Aufgabe. Wie lautet der Abschnitt aus dem Interview zum Gemeindepräsidium, der mit „Germann: Ob ich“ beginnt und mit „als Marcel Tanner.“ endet, wenn Sie darin „Banker“ gegen „Finanzfachmann“ tauschen?

== Ausgangstext ==

Hansjörg Germann, mit Ihrem Gemeinderatskollegen Marcel Tanner duellieren Sie sich um das Gemeindepräsidium. Mal ganz ehrlich: Was können Sie besser als Ihr Gegner?
Germann: Ob ich etwas besser kann, weiss ich nicht. Aber ich weiss, was ich als Gemeindepräsident einbringen kann. Ich hatte in den letzten vier Jahren einen weitreichenden Einblick in zahlreiche Dossiers als Leiter Planen und Bauen. Und ich habe umfassende Finanzkenntnisse aufgrund meines Berufs als Banker.
Sie weichen aus. Die Frage war ja, in welchen Bereichen sie dem Wähler mehr bieten können als Marcel Tanner.
Germann: Ich denke tatsächlich, es ist die breiter gefächerte Kenntnis von diversen Dossiers. Als Finanzvorstand ist Marcel Tanner in der Tendenz in den Finanzen verfrachtet. Die übrigen Gemeinderäte haben sicherlich breitere Dossierkenntnisse als er.

===
== Material ==

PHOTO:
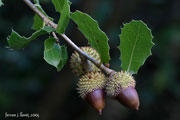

===

Antwort.
Germann: Ob ich etwas besser kann, weiss ich nicht. Aber ich weiss, was ich als Gemeindepräsident einbringen kann. Ich hatte in den letzten vier Jahren einen weitreichenden Einblick in zahlreiche Dossiers als Leiter Planen und Bauen. Und ich habe umfassende Finanzkenntnisse aufgrund meines Berufs als Finanzfachmann.
Sie weichen aus. Die Frage war ja, in welchen Bereichen sie dem Wähler mehr bieten können als Marcel Tanner.